*** Extract Section Begins ***

The number of deaths caused by COVID-19 has sparked debate, with some claiming they are being undercounted, while others -- even top U.S. officials -- contending COVID-19 deaths are being inflated to make the pandemic seem worse, KOMO-TV in Washington state reported Wednesday.
As of Friday morning, COVID-19 deaths in the U.S. numbered 75,670. At the same time, more than 1.2 million people have tested positive for the disease.
The Centers for Disease Control and Prevention has issued guidance to public health officials for certifying COVID-19 deaths, the station reported.
“If COVID–19 played a role in the death, this condition should be specified on the death certificate,” the CDC said. “In many cases, it is likely that it will be the [underlying cause of death], as it can lead to various life-threatening conditions, such as pneumonia and acute respiratory distress syndrome (ARDS).”
When reporting the number of COVID-19 certified deaths, they may seem undercounted because the information usually lags a week or two, according to the CDC, KOMO reported.
Deputy St. Joseph County health officer Dr. Mark Fox expressed confidence that COVID-19 death numbers were accurate, while acknowledging that the reporting process can be tricky, WNDU-TV in Indiana reported on Monday.
Fox told the station that if a patient dies from a heart attack but has tested positive for COVID-19, it's up to that patient's physician to decide if it is coronavirus-related.
“I don't see the shifting estimates of number of deaths as a conspiracy,” he said.
Jonathan Temte, a University of Wisconsin-Madison School of Medicine and Public Health associate dean, explained why he believes the COVID-19 death numbers are accurate in an interview Friday with Wisconsin Public Radio.
Temte said each week, the CDC reports the percentage of deaths in the U.S. due to pneumonia, influenza and now COVID-19. During the 2009-10 influenza season, 8.1 percent of people who died had either influenza or pneumonia. During 2017-18 those pneumonia- and flu-related deaths peaked at 10 percent.
But, he said, this year the week ending April 11 hit a record 23.5 percent of deaths by COVID-19, influenza or pneumonia compared to the total number of deaths, the station reported.
"That means that about 1 out of every 4 people in the U.S. that died that week died of influenza or pneumonia or COVID-19," Temte told the station, adding that influenza had largely gone away by then and wasn't circulating.
"I've never seen it look that bad," he said. "So the people who dismiss COVID-19 as being something that is hyper-inflated or not being hyped too much are unfortunately totally wrong."
The station also quoted Temte saying that influenza deaths were based largely on estimates and COVID-19 deaths were based on actual numbers, so comparing the two really wasn’t fair.

*** Extract Section Ends ***

| Task objective |
Substitute "doctor" for "physician" in the stretch of the COVID-19 death-count article from "Deputy St. Joseph" through "it is coronavirus-related.", and write out that stretch with the change made. The lines after this point are not needed for any work on the article.

*** Listed records Section Begins ***

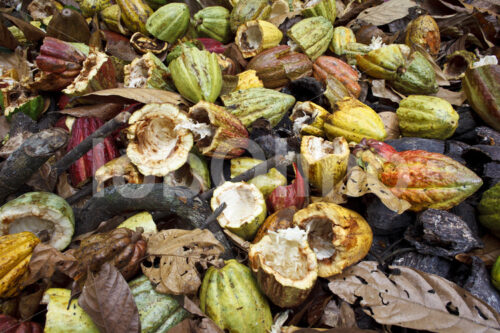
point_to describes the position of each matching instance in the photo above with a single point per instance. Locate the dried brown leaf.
(454, 97)
(142, 95)
(46, 260)
(7, 39)
(488, 254)
(108, 300)
(391, 124)
(379, 89)
(105, 111)
(387, 12)
(173, 257)
(32, 33)
(413, 299)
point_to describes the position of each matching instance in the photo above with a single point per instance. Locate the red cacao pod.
(83, 169)
(325, 66)
(278, 66)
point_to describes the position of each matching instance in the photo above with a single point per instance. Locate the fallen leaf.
(105, 111)
(391, 124)
(413, 299)
(108, 300)
(174, 255)
(32, 33)
(387, 12)
(488, 254)
(454, 97)
(142, 95)
(46, 260)
(379, 89)
(7, 39)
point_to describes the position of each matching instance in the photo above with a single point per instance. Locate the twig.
(28, 158)
(88, 143)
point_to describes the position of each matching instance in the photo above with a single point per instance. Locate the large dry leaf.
(46, 260)
(174, 255)
(358, 183)
(32, 33)
(387, 12)
(105, 111)
(414, 299)
(107, 299)
(141, 95)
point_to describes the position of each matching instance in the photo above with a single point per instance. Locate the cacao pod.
(213, 22)
(250, 104)
(482, 87)
(226, 136)
(158, 312)
(196, 74)
(231, 297)
(341, 37)
(312, 35)
(424, 179)
(15, 255)
(98, 73)
(325, 8)
(424, 31)
(135, 14)
(427, 117)
(384, 62)
(285, 266)
(339, 236)
(354, 121)
(279, 66)
(157, 144)
(324, 66)
(38, 211)
(249, 10)
(64, 314)
(84, 168)
(417, 77)
(324, 162)
(489, 215)
(255, 36)
(266, 183)
(245, 210)
(169, 22)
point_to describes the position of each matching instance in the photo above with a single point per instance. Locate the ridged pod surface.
(231, 297)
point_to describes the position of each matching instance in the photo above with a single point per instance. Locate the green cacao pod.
(231, 298)
(384, 62)
(489, 214)
(427, 117)
(169, 22)
(249, 10)
(325, 8)
(213, 22)
(196, 74)
(250, 104)
(354, 121)
(482, 87)
(312, 35)
(158, 312)
(417, 78)
(135, 13)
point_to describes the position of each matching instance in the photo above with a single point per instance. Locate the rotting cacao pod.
(482, 87)
(325, 66)
(231, 297)
(278, 66)
(424, 179)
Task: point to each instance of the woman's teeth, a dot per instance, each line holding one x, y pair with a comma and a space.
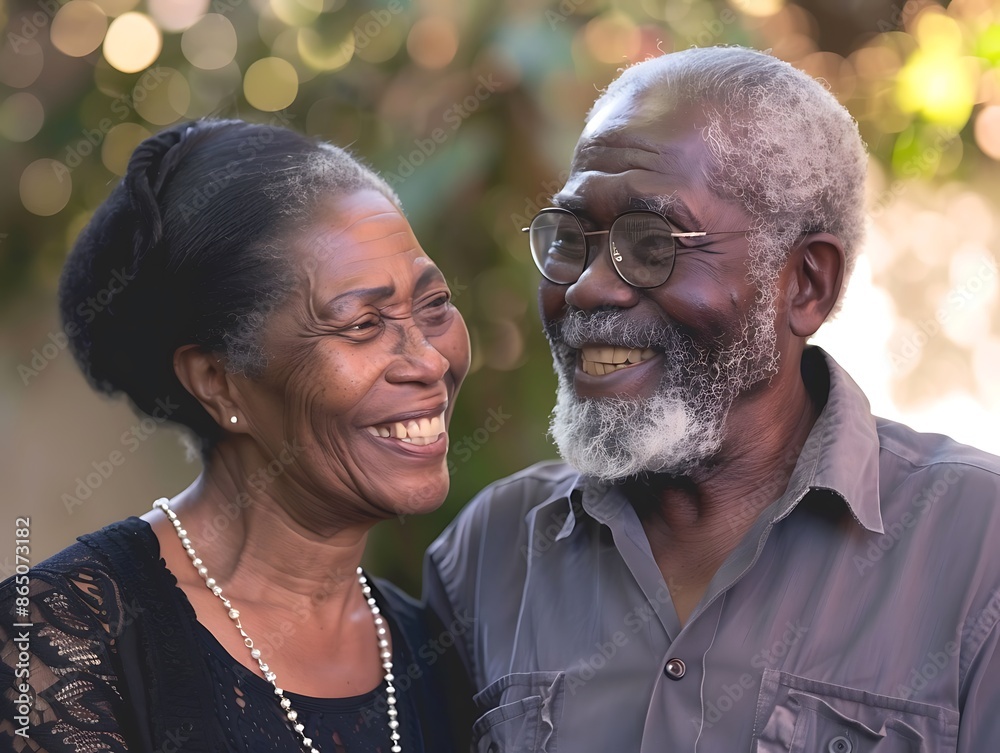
419, 431
598, 361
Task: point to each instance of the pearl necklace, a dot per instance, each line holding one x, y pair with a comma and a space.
234, 615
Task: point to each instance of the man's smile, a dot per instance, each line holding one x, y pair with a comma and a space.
598, 360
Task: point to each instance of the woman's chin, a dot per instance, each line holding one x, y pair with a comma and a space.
423, 497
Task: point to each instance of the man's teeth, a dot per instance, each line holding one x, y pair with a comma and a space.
598, 361
418, 431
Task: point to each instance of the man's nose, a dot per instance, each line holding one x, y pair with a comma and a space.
600, 285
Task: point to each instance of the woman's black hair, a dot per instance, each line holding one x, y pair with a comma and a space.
190, 248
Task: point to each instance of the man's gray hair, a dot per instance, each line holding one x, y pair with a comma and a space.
783, 146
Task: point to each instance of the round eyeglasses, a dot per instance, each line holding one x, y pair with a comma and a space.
643, 246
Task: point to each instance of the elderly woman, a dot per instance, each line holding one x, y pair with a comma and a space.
265, 292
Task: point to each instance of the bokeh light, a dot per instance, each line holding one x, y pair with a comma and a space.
759, 8
937, 81
116, 7
432, 42
987, 131
613, 38
329, 54
166, 100
270, 84
297, 12
78, 28
177, 15
45, 187
211, 43
133, 42
21, 116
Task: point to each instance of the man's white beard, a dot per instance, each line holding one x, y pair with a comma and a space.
682, 425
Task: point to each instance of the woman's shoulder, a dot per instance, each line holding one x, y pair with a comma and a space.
82, 588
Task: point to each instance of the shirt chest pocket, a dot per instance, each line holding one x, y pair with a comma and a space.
797, 715
520, 713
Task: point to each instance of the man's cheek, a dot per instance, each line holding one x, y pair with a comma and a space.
551, 302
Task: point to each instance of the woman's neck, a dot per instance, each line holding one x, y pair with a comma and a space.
256, 550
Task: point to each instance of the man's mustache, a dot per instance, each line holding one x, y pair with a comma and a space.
612, 326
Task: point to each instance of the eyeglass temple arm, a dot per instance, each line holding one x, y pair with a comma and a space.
696, 234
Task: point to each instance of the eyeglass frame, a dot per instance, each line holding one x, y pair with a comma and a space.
612, 251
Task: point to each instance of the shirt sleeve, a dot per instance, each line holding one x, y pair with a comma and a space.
449, 630
59, 691
979, 726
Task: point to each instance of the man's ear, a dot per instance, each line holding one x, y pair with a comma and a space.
817, 264
204, 375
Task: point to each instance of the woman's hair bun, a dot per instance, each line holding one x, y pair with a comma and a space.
189, 249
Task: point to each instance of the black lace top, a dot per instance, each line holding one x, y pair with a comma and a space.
117, 662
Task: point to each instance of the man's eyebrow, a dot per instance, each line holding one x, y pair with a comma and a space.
570, 203
430, 275
671, 207
339, 305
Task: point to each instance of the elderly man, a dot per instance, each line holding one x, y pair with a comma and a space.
738, 555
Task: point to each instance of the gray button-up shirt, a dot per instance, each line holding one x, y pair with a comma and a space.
858, 614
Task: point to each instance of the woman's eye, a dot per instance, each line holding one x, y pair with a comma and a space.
364, 325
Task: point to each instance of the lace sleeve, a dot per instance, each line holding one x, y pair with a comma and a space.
65, 661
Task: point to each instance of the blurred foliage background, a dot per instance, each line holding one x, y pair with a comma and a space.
472, 108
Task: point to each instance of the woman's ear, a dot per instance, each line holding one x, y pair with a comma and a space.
818, 264
204, 375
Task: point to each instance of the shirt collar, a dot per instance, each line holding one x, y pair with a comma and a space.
840, 455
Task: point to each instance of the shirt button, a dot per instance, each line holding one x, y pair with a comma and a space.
840, 745
675, 669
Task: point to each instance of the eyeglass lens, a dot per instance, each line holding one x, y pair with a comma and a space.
642, 248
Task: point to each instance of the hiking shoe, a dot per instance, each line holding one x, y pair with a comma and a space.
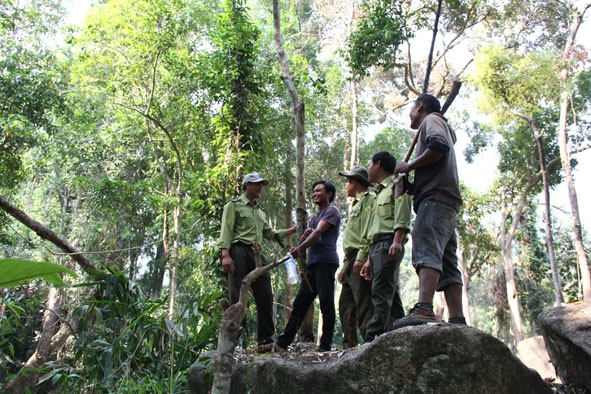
415, 317
459, 320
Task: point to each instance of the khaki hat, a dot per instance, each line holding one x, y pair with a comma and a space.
358, 172
254, 177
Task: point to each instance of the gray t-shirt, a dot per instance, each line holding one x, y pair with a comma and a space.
438, 181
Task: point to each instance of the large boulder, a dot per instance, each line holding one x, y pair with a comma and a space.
567, 333
533, 353
421, 359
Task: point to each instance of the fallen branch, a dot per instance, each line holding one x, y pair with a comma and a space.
52, 237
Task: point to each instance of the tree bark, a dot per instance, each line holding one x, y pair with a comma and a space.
565, 159
22, 381
558, 299
432, 48
47, 234
298, 110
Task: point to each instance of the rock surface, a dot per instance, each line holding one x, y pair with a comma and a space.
567, 333
532, 352
422, 359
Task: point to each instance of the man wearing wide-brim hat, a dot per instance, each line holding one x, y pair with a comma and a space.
355, 307
245, 223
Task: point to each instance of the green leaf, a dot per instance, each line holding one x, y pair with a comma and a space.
15, 271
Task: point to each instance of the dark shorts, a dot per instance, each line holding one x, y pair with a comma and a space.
434, 241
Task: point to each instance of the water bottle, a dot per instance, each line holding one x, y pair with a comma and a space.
292, 270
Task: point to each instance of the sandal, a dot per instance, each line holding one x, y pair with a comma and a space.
270, 347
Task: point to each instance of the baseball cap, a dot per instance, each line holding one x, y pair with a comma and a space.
358, 172
254, 177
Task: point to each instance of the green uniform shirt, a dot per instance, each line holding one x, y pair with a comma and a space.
245, 222
357, 222
388, 215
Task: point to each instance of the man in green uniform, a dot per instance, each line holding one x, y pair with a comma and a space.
245, 223
355, 308
386, 236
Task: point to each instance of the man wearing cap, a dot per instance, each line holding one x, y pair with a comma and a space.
355, 308
386, 236
245, 223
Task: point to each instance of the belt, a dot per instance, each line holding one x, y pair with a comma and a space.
351, 253
243, 244
382, 237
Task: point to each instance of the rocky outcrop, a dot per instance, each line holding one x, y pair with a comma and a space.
567, 333
421, 359
533, 353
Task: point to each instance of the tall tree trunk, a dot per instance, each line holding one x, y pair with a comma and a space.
567, 56
354, 125
432, 49
22, 381
175, 255
230, 331
288, 224
558, 299
466, 286
509, 269
298, 110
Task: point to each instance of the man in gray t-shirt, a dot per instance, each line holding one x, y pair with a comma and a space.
436, 202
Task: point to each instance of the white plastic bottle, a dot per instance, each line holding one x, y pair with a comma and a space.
292, 270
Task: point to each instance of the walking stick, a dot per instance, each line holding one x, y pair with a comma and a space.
399, 179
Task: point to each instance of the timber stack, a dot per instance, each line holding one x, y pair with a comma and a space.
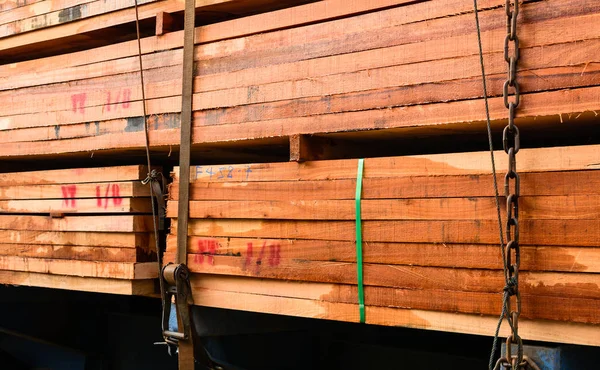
84, 229
324, 83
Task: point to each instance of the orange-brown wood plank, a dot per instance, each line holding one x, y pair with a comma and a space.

*** Listed records Section Ends ***

| Answer |
Deputy St. Joseph County health officer Dr. Mark Fox expressed confidence that COVID-19 death numbers were accurate, while acknowledging that the reporting process can be tricky, WNDU-TV in Indiana reported on Monday.
Fox told the station that if a patient dies from a heart attack but has tested positive for COVID-19, it's up to that patient's doctor to decide if it is coronavirus-related.